:: THE RECORDS
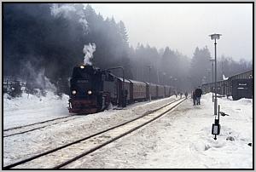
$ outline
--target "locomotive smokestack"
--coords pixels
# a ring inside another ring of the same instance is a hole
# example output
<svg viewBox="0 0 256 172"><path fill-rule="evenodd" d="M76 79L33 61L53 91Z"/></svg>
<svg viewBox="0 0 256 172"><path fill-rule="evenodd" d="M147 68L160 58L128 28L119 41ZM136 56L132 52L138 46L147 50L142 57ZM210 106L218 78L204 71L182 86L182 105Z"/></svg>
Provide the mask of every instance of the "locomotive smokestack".
<svg viewBox="0 0 256 172"><path fill-rule="evenodd" d="M96 44L90 43L88 45L84 45L83 52L84 53L84 65L91 65L90 59L93 58L93 53L96 50Z"/></svg>

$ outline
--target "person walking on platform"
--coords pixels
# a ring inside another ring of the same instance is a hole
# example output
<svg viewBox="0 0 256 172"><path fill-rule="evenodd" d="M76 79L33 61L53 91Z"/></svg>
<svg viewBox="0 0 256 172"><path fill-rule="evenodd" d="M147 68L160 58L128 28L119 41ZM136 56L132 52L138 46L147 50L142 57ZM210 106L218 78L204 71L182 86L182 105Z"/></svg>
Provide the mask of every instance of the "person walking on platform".
<svg viewBox="0 0 256 172"><path fill-rule="evenodd" d="M202 90L201 89L201 87L199 86L198 89L195 89L195 96L196 96L196 104L197 105L200 105L200 99L201 99L201 96L202 95Z"/></svg>
<svg viewBox="0 0 256 172"><path fill-rule="evenodd" d="M195 96L195 90L192 92L192 99L193 99L193 106L195 106L195 101L196 101L196 96Z"/></svg>
<svg viewBox="0 0 256 172"><path fill-rule="evenodd" d="M180 98L183 98L183 92L180 92Z"/></svg>
<svg viewBox="0 0 256 172"><path fill-rule="evenodd" d="M186 99L188 98L188 92L186 91L185 92L185 96L186 96Z"/></svg>

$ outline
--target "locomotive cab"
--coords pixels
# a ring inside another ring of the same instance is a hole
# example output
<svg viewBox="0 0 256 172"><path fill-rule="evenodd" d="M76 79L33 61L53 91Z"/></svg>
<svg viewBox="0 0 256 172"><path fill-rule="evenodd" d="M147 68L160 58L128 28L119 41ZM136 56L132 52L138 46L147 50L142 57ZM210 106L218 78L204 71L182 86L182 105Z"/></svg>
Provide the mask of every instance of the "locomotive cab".
<svg viewBox="0 0 256 172"><path fill-rule="evenodd" d="M105 104L102 99L102 72L92 66L73 68L70 80L69 112L94 113Z"/></svg>

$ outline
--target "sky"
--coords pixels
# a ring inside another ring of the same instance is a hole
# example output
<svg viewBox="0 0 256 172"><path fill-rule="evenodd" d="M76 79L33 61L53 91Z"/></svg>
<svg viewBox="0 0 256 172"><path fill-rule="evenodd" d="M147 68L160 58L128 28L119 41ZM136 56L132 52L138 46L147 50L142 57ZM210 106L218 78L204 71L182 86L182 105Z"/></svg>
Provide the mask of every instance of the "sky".
<svg viewBox="0 0 256 172"><path fill-rule="evenodd" d="M252 3L91 3L104 19L124 21L129 43L157 49L169 46L192 57L196 47L207 46L214 57L209 35L222 34L217 41L217 58L253 60Z"/></svg>

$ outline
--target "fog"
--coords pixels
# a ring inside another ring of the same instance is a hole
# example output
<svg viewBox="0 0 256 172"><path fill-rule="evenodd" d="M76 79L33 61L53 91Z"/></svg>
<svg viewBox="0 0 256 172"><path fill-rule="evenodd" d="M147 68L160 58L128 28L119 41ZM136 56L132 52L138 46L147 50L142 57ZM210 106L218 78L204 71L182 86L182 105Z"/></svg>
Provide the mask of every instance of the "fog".
<svg viewBox="0 0 256 172"><path fill-rule="evenodd" d="M244 3L6 3L3 76L35 87L49 78L68 94L74 66L123 66L125 78L191 90L212 82L209 34L223 34L218 80L252 69L252 12Z"/></svg>
<svg viewBox="0 0 256 172"><path fill-rule="evenodd" d="M239 60L253 59L252 3L91 3L96 13L125 22L129 43L157 49L172 47L192 57L195 49L207 46L209 34L221 33L218 55Z"/></svg>

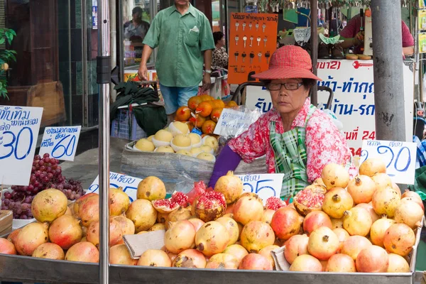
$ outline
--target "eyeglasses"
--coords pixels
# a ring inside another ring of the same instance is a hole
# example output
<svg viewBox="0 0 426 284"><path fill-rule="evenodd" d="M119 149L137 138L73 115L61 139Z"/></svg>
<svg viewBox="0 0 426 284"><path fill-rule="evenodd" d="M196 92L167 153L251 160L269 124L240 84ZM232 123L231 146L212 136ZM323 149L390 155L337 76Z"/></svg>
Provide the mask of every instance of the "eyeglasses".
<svg viewBox="0 0 426 284"><path fill-rule="evenodd" d="M303 84L303 83L284 83L284 84L273 83L273 84L269 84L269 85L267 87L268 87L268 89L270 91L279 91L281 89L283 86L284 86L284 87L286 89L291 91L291 90L295 90L295 89L299 89L300 87L300 86L302 86L302 84Z"/></svg>

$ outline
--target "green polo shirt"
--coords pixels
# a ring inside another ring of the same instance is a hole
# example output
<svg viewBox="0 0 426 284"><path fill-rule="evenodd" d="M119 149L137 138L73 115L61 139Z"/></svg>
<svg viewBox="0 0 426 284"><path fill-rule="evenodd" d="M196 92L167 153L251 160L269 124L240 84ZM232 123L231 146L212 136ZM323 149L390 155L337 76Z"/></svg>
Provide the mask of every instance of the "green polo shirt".
<svg viewBox="0 0 426 284"><path fill-rule="evenodd" d="M182 15L175 5L158 12L143 43L158 47L155 69L167 87L194 87L202 80L203 51L214 49L209 20L190 4Z"/></svg>

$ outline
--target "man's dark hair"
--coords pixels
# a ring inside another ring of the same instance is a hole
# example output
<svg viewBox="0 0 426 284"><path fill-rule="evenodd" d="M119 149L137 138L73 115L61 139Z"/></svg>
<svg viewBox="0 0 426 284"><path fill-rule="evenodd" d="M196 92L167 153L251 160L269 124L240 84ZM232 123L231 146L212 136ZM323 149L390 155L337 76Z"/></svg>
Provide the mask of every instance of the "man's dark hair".
<svg viewBox="0 0 426 284"><path fill-rule="evenodd" d="M141 8L139 6L136 6L136 7L133 8L133 10L131 10L132 15L134 15L136 13L139 13L141 14L141 16L142 16L143 12L143 10L142 10L142 8Z"/></svg>
<svg viewBox="0 0 426 284"><path fill-rule="evenodd" d="M217 43L222 39L224 37L224 33L222 31L215 31L213 33L213 39L214 40L214 44L217 44Z"/></svg>

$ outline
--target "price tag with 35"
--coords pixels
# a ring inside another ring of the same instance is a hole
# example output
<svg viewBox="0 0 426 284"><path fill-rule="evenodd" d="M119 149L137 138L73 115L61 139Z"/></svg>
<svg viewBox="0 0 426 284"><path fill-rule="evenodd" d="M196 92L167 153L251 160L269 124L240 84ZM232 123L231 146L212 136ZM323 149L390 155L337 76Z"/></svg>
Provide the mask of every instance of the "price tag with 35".
<svg viewBox="0 0 426 284"><path fill-rule="evenodd" d="M42 107L0 106L0 185L28 185Z"/></svg>
<svg viewBox="0 0 426 284"><path fill-rule="evenodd" d="M359 164L368 158L380 158L386 173L395 183L414 184L417 146L412 142L364 140Z"/></svg>
<svg viewBox="0 0 426 284"><path fill-rule="evenodd" d="M62 160L74 160L82 126L46 127L38 155L48 153Z"/></svg>

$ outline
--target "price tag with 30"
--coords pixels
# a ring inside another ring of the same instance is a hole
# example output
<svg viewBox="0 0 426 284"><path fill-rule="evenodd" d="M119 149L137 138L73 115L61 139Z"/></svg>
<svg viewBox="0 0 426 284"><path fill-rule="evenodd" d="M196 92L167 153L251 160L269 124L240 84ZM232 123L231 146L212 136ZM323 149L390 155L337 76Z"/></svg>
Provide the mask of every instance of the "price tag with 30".
<svg viewBox="0 0 426 284"><path fill-rule="evenodd" d="M62 160L74 160L82 126L46 127L38 154L48 153Z"/></svg>
<svg viewBox="0 0 426 284"><path fill-rule="evenodd" d="M364 140L359 164L369 158L380 158L386 173L395 183L414 184L417 146L411 142Z"/></svg>

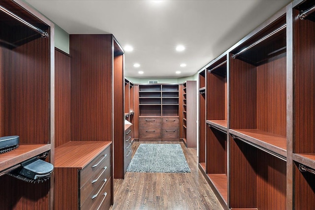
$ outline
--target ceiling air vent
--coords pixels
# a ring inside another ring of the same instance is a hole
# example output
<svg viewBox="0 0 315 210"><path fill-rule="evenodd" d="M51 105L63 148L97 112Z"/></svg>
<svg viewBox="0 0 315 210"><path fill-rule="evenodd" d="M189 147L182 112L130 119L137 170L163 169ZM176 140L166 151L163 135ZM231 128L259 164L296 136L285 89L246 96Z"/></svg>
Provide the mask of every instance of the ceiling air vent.
<svg viewBox="0 0 315 210"><path fill-rule="evenodd" d="M158 83L158 80L149 80L149 84L157 84Z"/></svg>

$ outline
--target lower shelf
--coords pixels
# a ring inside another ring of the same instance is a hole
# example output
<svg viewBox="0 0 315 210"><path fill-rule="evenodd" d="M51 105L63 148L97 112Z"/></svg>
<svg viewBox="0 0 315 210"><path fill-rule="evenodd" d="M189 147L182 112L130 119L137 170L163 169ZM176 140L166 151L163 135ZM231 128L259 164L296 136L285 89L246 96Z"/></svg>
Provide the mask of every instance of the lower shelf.
<svg viewBox="0 0 315 210"><path fill-rule="evenodd" d="M0 154L0 172L50 150L50 144L21 145Z"/></svg>
<svg viewBox="0 0 315 210"><path fill-rule="evenodd" d="M207 174L214 186L227 203L227 176L225 174Z"/></svg>

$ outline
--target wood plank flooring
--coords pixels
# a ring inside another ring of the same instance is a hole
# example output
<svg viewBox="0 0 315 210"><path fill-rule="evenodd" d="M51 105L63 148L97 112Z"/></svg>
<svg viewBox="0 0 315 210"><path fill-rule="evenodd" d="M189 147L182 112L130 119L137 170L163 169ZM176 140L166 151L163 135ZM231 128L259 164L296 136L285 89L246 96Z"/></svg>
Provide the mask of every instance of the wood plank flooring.
<svg viewBox="0 0 315 210"><path fill-rule="evenodd" d="M174 143L135 142L132 156L140 144L158 143ZM190 173L127 172L125 180L114 180L114 203L110 209L223 210L198 170L196 149L180 144Z"/></svg>

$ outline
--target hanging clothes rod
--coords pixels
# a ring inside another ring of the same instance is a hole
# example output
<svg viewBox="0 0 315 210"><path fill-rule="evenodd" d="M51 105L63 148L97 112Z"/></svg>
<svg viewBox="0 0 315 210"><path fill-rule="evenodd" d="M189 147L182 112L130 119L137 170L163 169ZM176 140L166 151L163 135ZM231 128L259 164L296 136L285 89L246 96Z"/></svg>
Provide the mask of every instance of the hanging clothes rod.
<svg viewBox="0 0 315 210"><path fill-rule="evenodd" d="M305 165L299 164L299 169L302 172L306 172L307 171L308 172L310 172L310 173L315 175L315 170L307 168Z"/></svg>
<svg viewBox="0 0 315 210"><path fill-rule="evenodd" d="M25 21L25 20L23 20L20 17L16 15L15 14L13 13L10 10L6 9L5 8L3 7L0 5L0 10L2 11L2 12L5 13L7 15L9 15L9 16L13 18L14 19L17 20L18 21L23 23L23 24L28 26L29 28L32 29L34 31L36 31L37 33L39 33L41 35L42 38L46 38L48 36L48 33L47 33L47 32L43 31L41 29L39 29L34 26L33 26L28 22Z"/></svg>
<svg viewBox="0 0 315 210"><path fill-rule="evenodd" d="M266 35L265 36L263 37L260 39L259 39L259 40L257 40L255 42L254 42L251 45L250 45L248 47L243 49L243 50L242 50L241 51L239 52L238 53L236 53L235 54L233 54L232 55L232 58L233 59L235 59L236 58L236 57L237 57L238 56L239 56L240 55L241 55L242 53L244 53L244 52L245 52L247 50L249 50L249 49L252 48L254 46L256 45L257 44L260 43L260 42L262 42L263 41L264 41L265 40L266 40L267 38L269 38L270 36L275 34L276 33L278 33L278 32L281 31L281 30L282 30L284 29L285 29L286 27L286 24L284 24L283 25L280 27L278 28L278 29L277 29L276 30L274 30L272 32L271 32L270 33L269 33L269 34Z"/></svg>
<svg viewBox="0 0 315 210"><path fill-rule="evenodd" d="M301 20L304 20L308 15L314 11L315 11L315 5L313 6L313 7L307 9L305 11L301 11L300 12L298 17Z"/></svg>
<svg viewBox="0 0 315 210"><path fill-rule="evenodd" d="M214 68L212 68L212 69L210 69L210 70L208 70L208 71L209 72L211 72L211 71L213 71L214 70L216 69L217 69L218 68L219 68L219 67L221 66L222 65L224 64L224 63L226 63L226 62L227 62L227 61L226 61L226 60L225 60L225 61L223 61L223 62L222 62L221 63L220 63L220 64L219 64L219 65L218 65L217 66L216 66L216 67L214 67Z"/></svg>

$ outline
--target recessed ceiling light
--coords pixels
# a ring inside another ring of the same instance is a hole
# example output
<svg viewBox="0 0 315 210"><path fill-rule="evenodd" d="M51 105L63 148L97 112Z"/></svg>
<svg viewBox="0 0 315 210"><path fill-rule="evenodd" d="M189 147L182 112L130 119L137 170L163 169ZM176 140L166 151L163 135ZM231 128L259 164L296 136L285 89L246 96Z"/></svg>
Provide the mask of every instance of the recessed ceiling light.
<svg viewBox="0 0 315 210"><path fill-rule="evenodd" d="M178 52L184 51L185 49L185 47L183 45L177 45L176 47L176 51Z"/></svg>
<svg viewBox="0 0 315 210"><path fill-rule="evenodd" d="M124 49L126 52L132 52L133 50L133 48L130 45L126 45L124 48Z"/></svg>

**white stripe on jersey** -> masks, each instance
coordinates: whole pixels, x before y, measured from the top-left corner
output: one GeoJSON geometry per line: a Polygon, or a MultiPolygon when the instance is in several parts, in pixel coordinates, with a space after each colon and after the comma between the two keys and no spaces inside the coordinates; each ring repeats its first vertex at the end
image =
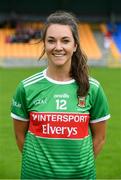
::::
EXERCISE = Count the lines in the items above that contain the string "lower", and give only the number.

OUTPUT FOR THIS TASK = 2